▶ _SHORT TASK_:
Pull out each line of the rows below that contains the word "rose", and copy every such line in full.
........
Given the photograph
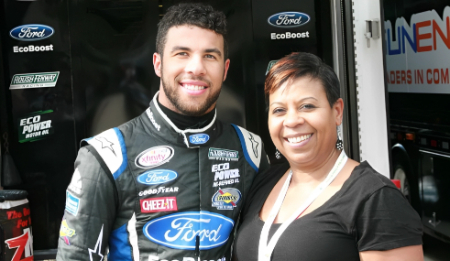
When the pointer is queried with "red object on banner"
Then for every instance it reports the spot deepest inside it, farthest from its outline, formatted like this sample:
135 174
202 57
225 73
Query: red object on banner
397 183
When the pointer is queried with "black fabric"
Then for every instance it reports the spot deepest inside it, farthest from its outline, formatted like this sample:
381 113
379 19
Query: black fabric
184 122
368 213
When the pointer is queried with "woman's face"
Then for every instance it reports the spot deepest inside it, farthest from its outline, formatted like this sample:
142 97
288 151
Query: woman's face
302 124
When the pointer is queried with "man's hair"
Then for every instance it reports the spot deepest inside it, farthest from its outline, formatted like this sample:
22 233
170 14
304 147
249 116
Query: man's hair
203 16
297 65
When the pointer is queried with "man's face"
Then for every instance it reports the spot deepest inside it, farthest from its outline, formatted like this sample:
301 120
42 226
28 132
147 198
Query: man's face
191 69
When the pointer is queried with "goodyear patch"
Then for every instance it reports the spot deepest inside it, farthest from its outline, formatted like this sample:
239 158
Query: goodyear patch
66 232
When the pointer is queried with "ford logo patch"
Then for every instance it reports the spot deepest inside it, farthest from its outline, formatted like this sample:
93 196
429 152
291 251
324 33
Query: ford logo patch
199 138
157 176
288 19
180 230
31 32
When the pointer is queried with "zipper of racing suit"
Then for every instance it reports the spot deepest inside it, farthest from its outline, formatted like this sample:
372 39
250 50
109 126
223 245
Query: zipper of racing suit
197 238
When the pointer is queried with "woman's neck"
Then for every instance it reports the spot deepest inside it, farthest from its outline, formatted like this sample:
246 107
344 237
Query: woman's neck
313 174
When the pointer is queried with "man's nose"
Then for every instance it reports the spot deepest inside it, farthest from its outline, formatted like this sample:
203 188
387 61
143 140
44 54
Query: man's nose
195 66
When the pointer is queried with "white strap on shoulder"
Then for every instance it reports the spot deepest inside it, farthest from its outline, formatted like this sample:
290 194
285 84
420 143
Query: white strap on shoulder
252 146
111 147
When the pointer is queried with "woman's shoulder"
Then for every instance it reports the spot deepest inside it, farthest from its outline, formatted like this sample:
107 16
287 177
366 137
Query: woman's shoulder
271 175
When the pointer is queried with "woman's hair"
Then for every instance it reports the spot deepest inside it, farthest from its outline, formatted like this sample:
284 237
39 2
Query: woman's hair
297 65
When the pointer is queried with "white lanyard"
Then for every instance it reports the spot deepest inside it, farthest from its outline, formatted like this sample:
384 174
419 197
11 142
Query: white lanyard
265 250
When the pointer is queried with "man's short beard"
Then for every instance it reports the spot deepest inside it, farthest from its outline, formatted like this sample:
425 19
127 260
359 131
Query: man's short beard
171 94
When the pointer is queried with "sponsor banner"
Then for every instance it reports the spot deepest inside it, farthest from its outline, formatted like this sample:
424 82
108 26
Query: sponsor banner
35 126
154 157
157 176
157 191
417 60
152 205
199 138
72 203
31 32
34 80
66 232
32 48
288 19
156 258
223 154
289 35
226 199
180 230
223 175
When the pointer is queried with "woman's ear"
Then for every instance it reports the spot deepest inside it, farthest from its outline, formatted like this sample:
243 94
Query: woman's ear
338 110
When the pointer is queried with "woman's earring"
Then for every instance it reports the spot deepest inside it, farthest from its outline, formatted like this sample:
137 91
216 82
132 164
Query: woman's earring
277 154
339 143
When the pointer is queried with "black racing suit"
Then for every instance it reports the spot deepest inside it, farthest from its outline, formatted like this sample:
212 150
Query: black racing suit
149 191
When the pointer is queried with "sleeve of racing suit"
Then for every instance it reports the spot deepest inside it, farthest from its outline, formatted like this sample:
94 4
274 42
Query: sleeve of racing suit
90 210
265 164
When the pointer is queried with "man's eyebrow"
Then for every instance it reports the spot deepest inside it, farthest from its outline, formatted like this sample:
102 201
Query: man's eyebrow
214 50
180 48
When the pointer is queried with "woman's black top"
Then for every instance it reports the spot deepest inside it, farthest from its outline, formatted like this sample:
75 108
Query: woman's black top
367 213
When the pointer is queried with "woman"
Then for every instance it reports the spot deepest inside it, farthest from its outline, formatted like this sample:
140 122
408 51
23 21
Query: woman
320 206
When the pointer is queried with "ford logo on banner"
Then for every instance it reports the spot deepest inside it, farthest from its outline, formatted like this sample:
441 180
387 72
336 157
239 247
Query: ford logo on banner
199 138
180 230
31 32
288 19
157 176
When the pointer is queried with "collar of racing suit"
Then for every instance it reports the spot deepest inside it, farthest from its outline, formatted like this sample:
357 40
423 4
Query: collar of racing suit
166 129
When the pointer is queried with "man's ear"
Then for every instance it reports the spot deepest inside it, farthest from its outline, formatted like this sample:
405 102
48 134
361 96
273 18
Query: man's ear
157 63
227 64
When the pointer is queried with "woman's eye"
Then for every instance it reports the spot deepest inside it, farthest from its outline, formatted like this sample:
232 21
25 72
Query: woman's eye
277 110
308 106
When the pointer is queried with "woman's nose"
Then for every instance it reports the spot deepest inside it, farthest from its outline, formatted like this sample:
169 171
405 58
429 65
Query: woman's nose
293 118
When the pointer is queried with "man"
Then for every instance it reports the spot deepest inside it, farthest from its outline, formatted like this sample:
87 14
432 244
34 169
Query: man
169 184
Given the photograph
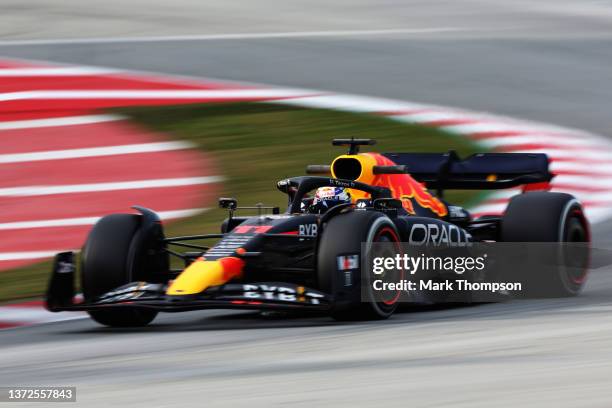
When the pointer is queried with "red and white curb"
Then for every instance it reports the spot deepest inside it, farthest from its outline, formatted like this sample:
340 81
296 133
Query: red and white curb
65 163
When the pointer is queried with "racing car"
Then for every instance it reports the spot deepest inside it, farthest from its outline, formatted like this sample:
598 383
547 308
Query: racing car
308 257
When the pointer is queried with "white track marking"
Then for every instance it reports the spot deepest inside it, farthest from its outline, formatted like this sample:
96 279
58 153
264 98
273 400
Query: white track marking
29 191
71 222
552 140
270 93
93 152
62 121
353 103
55 71
15 256
34 315
241 36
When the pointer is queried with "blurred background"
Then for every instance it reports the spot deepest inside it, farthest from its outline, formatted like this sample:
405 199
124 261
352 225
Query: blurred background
104 105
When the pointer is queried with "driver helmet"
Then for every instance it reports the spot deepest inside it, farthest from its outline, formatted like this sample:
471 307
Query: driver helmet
328 197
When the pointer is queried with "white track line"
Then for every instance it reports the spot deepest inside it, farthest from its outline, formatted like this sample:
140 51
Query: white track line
34 315
151 94
16 256
93 152
53 122
56 71
72 222
29 191
240 36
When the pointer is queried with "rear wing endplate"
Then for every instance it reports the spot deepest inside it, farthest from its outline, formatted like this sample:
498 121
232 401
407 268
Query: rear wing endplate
478 171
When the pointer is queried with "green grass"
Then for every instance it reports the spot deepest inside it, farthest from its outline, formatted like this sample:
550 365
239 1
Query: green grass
255 145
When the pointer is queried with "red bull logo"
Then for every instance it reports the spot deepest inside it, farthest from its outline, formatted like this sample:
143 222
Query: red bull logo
402 186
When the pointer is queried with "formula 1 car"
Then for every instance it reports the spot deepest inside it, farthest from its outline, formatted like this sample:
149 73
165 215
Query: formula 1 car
310 260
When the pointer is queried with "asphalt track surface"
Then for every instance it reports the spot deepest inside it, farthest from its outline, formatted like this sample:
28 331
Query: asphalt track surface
542 60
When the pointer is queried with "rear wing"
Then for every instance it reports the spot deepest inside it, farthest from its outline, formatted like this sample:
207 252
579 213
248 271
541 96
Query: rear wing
476 172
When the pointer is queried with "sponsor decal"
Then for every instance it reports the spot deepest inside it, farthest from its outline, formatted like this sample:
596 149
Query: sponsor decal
439 234
65 267
307 229
280 293
252 229
348 262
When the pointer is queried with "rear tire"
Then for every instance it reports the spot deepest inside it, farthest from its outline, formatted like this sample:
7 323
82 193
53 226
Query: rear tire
551 217
105 265
343 235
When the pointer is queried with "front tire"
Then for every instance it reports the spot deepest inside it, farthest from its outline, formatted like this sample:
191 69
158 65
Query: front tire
106 264
343 235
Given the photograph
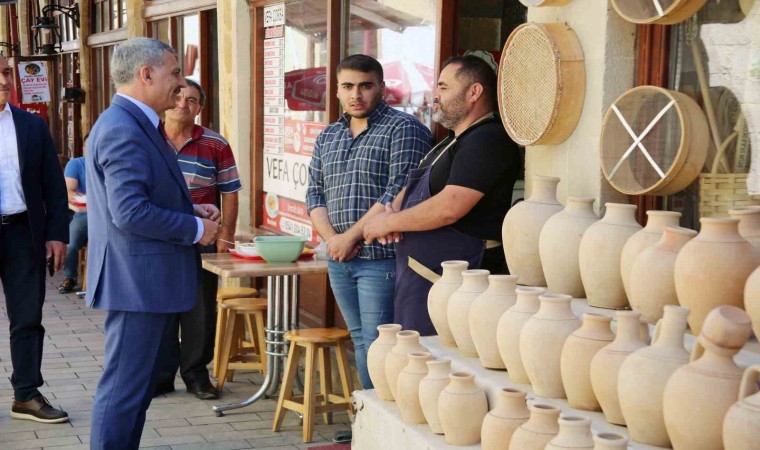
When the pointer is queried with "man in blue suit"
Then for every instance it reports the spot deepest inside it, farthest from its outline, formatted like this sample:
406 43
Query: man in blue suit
142 266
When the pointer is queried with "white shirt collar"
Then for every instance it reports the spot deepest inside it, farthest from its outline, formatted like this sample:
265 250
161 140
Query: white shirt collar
147 110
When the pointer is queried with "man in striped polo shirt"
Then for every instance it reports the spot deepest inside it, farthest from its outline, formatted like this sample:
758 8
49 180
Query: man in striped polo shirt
207 162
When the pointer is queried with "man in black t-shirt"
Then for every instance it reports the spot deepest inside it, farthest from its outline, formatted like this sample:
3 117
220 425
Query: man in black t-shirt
453 205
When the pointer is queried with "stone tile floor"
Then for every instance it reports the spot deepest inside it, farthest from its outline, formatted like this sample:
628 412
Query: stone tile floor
72 365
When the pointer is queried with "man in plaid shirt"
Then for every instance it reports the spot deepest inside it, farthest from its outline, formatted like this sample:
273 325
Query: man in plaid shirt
360 163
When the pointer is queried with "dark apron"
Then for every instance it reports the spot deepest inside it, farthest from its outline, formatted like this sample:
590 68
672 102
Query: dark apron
430 248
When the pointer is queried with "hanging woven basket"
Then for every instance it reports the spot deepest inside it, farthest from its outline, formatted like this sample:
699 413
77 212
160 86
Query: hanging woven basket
654 142
542 83
664 12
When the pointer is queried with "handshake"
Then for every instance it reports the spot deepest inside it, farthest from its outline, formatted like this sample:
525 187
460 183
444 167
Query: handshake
211 218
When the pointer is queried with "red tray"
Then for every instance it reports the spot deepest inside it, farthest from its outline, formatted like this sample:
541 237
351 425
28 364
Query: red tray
303 257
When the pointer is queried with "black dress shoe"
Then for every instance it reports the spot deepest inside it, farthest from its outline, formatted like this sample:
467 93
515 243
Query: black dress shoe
163 387
38 409
203 390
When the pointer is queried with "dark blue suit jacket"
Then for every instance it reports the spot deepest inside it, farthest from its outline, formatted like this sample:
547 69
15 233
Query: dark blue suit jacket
140 219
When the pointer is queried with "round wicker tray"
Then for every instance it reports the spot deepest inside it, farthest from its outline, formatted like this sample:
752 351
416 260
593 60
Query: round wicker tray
542 83
654 142
664 12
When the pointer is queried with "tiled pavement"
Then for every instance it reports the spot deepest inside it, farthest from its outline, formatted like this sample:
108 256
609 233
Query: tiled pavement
73 362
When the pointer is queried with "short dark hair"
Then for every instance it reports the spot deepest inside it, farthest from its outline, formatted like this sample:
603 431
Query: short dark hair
361 63
201 92
476 70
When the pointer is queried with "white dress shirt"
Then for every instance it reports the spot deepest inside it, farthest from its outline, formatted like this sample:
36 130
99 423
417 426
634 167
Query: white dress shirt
155 120
11 193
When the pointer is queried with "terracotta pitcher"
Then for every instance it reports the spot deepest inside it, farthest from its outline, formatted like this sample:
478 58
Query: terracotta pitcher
749 222
647 236
500 423
575 363
653 282
438 298
430 388
645 373
610 441
407 341
599 256
605 365
712 268
485 312
509 328
462 406
408 387
541 342
752 300
559 243
741 427
539 430
698 394
574 432
376 355
474 283
522 228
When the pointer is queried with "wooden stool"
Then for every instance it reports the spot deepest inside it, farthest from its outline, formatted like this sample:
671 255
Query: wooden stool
233 354
315 341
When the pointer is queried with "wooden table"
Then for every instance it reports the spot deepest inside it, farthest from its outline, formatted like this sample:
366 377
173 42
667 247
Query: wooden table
282 310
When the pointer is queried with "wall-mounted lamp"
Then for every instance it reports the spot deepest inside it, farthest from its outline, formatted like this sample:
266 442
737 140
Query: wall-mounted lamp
47 34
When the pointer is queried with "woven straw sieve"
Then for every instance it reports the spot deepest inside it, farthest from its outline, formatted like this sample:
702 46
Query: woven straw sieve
541 83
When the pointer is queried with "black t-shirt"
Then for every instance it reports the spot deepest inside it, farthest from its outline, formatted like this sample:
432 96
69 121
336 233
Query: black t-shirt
483 158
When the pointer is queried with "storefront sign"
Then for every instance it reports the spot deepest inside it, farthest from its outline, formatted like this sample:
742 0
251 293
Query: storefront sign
34 82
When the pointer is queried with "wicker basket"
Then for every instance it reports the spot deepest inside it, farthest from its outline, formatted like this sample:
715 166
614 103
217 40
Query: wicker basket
719 192
542 83
663 12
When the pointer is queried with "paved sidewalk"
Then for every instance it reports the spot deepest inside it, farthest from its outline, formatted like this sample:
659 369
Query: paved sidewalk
72 365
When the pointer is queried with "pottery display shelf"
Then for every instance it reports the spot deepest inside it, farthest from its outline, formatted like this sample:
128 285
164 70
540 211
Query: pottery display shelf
378 424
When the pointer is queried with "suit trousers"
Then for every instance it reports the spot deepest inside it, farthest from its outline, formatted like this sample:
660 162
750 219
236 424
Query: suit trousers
196 329
22 271
129 378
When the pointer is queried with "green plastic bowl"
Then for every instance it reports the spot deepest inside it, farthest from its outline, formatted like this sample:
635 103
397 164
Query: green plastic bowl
280 248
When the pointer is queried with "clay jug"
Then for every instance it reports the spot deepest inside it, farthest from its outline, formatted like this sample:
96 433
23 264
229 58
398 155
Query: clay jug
510 412
610 441
642 239
541 342
438 298
698 394
376 355
485 313
462 406
509 328
522 228
752 300
474 283
539 430
605 365
559 243
407 341
749 222
574 432
741 427
712 268
645 373
652 280
430 388
599 256
408 387
575 363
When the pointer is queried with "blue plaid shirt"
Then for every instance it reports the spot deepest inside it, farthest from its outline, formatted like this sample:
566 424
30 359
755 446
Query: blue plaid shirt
349 175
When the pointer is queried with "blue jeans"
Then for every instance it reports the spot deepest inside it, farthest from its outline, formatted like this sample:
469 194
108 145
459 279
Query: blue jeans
77 240
364 292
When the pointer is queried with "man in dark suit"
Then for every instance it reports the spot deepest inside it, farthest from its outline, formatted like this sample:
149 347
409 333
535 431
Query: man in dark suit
33 229
142 266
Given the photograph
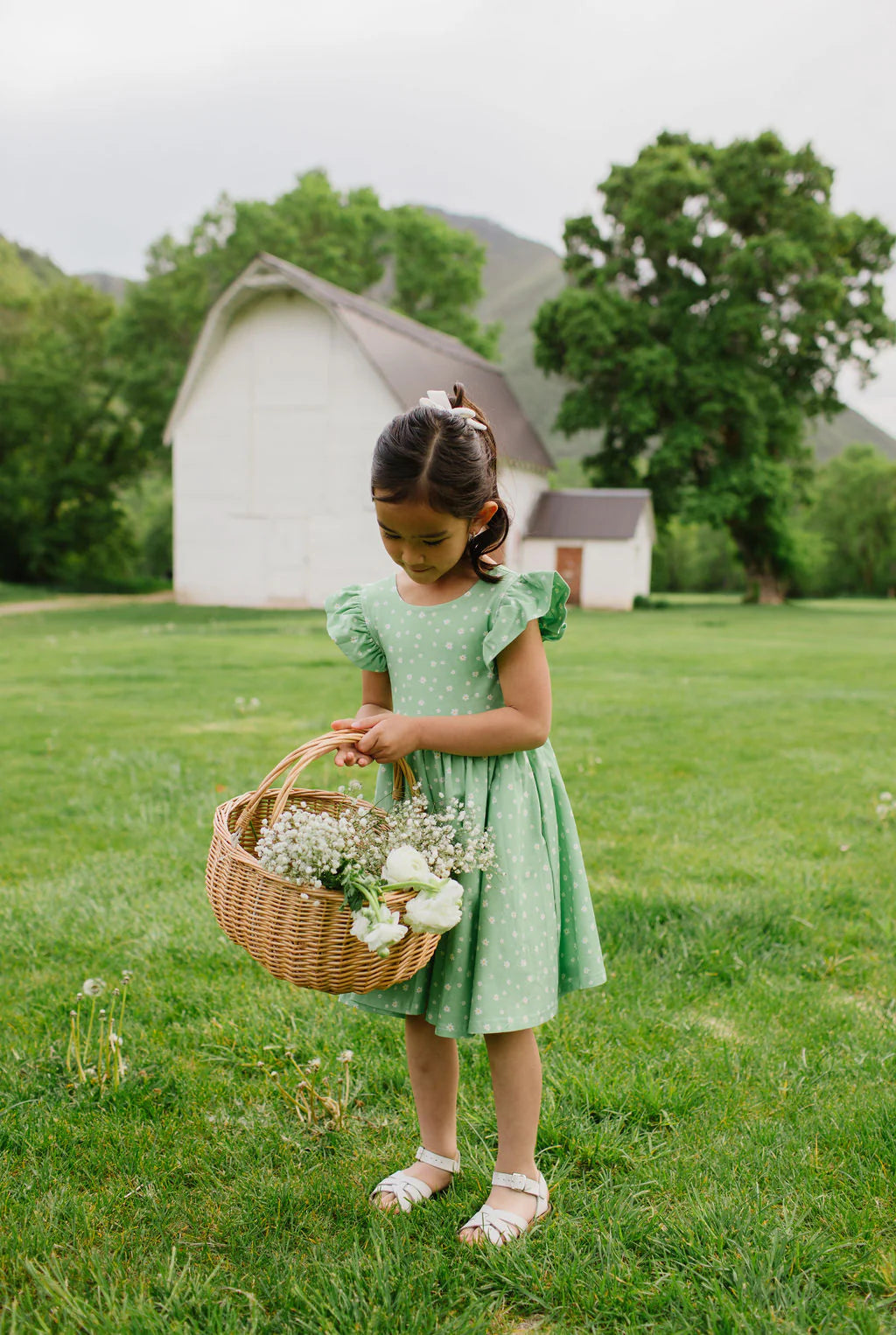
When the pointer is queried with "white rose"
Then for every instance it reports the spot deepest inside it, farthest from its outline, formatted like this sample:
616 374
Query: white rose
........
▶ _RESULT OF THE EXERCISE_:
When the pointer is queried with "white rose"
Query: white rose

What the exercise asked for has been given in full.